> [WHAT YOU HAVE TO DO] Copy out each line of the items below that contains the string "rise". Matches must agree in case.

%%

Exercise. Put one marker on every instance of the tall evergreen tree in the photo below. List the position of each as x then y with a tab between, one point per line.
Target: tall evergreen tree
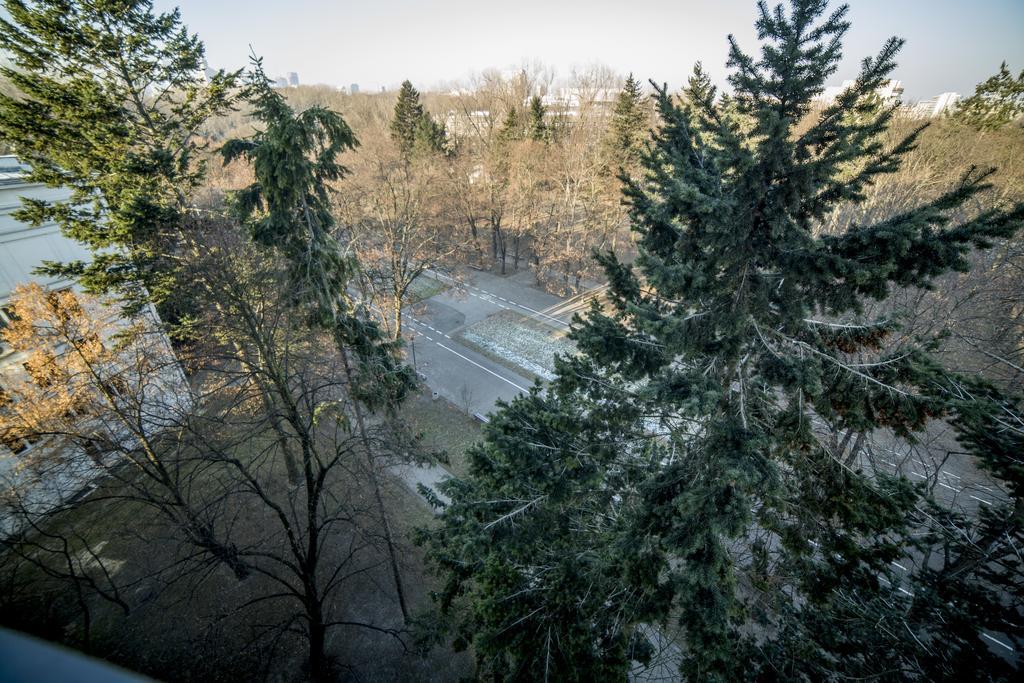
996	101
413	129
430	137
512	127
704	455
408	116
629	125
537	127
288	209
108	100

%%
%%

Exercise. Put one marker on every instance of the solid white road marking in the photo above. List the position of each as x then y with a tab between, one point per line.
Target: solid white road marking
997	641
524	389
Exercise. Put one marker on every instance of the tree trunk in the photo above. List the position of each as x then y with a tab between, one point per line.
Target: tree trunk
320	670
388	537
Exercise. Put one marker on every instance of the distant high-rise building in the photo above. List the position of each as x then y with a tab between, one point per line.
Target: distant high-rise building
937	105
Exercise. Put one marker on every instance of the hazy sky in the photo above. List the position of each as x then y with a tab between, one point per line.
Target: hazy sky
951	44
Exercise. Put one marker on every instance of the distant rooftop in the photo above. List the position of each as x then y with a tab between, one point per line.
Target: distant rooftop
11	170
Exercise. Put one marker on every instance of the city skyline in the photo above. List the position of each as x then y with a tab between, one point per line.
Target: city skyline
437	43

%%

> [EXPECTED ANSWER]
Exercise. Put one marker on every instance of the distant high-rise building in the photo above. List the position of each as x then y with a tab between, one point per line.
Target: distant high-rise building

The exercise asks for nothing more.